* [Assigned task]
Look for the line containing "Accessibility service: describe the position of every dirt" and the line containing "every horse's ear" in the entries below. Copy those two and all lines between them exactly, leaving out pictures.

* [Records for this exercise]

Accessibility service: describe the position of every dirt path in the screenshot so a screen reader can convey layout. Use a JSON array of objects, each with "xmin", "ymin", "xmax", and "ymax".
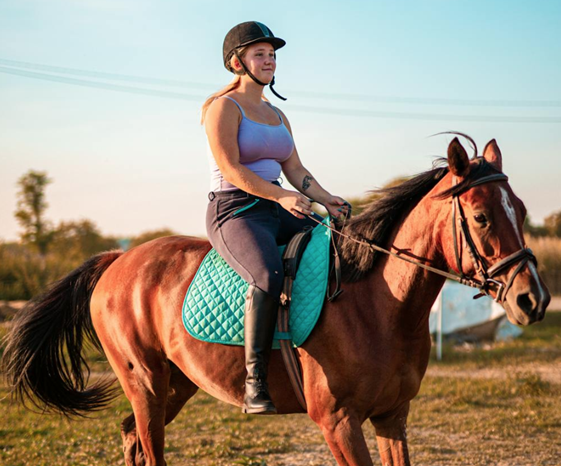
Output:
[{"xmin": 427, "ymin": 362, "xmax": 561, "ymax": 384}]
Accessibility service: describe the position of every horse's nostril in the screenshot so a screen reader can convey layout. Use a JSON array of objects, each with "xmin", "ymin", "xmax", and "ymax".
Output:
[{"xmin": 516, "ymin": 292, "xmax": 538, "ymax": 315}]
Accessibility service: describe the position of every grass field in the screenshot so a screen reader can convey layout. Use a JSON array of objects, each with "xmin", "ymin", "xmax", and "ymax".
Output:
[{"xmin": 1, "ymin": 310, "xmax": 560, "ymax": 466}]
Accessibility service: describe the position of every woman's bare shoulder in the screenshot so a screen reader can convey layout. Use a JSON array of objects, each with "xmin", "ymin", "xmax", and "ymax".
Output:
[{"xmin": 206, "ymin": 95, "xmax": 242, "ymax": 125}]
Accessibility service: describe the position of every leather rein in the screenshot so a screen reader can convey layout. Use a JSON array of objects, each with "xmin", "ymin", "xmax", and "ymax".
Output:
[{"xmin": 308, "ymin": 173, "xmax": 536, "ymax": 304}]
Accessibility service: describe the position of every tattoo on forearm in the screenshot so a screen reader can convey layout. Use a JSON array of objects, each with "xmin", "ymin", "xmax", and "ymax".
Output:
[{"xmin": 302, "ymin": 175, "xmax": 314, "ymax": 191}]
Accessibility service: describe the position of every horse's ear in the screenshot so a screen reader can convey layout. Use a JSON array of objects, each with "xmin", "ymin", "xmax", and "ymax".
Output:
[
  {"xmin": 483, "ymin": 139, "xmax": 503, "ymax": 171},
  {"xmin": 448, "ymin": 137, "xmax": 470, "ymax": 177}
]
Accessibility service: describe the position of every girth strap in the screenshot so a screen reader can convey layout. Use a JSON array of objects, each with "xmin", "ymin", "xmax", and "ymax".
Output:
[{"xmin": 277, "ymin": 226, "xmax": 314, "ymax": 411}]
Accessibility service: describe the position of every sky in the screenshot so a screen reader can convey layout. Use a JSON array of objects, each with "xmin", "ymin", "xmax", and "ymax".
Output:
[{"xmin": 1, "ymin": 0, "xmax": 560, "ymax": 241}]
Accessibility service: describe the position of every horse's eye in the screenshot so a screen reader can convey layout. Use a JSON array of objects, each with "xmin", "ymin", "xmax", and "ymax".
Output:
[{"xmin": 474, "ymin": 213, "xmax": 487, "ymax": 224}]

==

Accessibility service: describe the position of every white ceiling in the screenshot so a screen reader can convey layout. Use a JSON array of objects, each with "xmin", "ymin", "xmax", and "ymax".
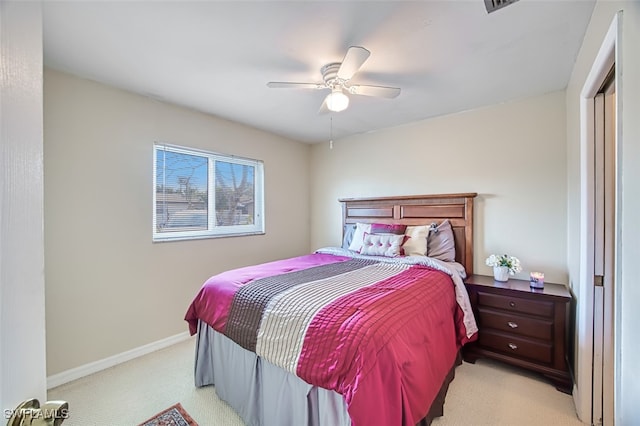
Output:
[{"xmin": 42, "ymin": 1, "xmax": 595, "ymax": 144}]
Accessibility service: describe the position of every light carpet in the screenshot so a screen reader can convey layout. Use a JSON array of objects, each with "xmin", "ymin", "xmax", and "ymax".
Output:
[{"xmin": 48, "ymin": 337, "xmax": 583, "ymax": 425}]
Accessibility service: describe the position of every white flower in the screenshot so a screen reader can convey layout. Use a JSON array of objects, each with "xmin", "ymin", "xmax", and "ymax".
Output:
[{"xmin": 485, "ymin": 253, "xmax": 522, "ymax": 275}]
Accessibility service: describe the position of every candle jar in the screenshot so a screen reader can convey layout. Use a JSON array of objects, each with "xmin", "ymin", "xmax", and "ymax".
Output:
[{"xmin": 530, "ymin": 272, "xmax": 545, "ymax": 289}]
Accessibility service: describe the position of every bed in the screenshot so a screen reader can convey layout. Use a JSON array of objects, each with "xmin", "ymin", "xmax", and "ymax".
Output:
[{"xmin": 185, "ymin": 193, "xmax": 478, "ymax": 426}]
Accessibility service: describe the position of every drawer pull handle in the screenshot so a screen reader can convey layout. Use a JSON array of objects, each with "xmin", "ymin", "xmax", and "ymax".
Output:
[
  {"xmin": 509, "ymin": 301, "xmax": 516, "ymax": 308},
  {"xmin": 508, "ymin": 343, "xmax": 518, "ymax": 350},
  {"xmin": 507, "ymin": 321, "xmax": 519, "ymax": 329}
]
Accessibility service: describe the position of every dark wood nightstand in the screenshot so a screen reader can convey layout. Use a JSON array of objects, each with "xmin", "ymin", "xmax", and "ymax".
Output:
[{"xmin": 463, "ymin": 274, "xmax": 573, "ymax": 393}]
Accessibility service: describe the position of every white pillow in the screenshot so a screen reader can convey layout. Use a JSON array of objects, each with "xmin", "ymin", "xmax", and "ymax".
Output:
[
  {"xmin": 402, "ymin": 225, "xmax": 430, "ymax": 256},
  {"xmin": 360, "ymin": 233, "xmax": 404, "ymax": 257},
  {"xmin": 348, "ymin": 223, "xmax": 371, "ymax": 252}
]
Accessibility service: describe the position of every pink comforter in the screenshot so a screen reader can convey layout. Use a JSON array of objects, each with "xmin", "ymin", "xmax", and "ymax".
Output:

* [Expected output]
Accessibility service: describe the position of every dirt path in the screenshot so a screen reader can convey layout. Use a JSON array of objects, each with "xmin", "ymin", "xmax", and "ymax".
Output:
[{"xmin": 427, "ymin": 362, "xmax": 561, "ymax": 384}]
Accessibility service: describe the position of every horse's nostril in the screenshot so a screen reader can convey layout. Use a JSON array of objects, each with "xmin", "ymin", "xmax", and "ymax".
Output:
[{"xmin": 516, "ymin": 292, "xmax": 538, "ymax": 315}]
Accessibility service: describe the position of every grass field in the screenshot so a screen reader can convey layout. Use a JSON array of objects, each with "xmin", "ymin", "xmax", and "ymax".
Output:
[{"xmin": 1, "ymin": 310, "xmax": 560, "ymax": 466}]
Accessibility service: describe the position of every woman's bare shoulder in the screenshot so a screen reader can convey layout. Use a JSON array of objects, each with "xmin", "ymin", "xmax", and "ymax".
Output:
[{"xmin": 206, "ymin": 95, "xmax": 242, "ymax": 125}]
Accessibility service: describe the position of every leather rein in the screenshot so a screen reader can convey layout. Use a JSON array of objects, each with "xmin", "ymin", "xmax", and "ymax".
Output:
[{"xmin": 308, "ymin": 173, "xmax": 536, "ymax": 304}]
Accessibility service: describe the position of every tattoo on forearm in the screenshot so a screen reader can convey layout. Use a JSON array of objects, each with "xmin", "ymin", "xmax", and "ymax".
Output:
[{"xmin": 302, "ymin": 175, "xmax": 314, "ymax": 191}]
Accessibility service: describe the position of every horse's ear in the screenshot so a screen reader can convey layout. Use a JSON array of objects, each with "xmin", "ymin", "xmax", and "ymax".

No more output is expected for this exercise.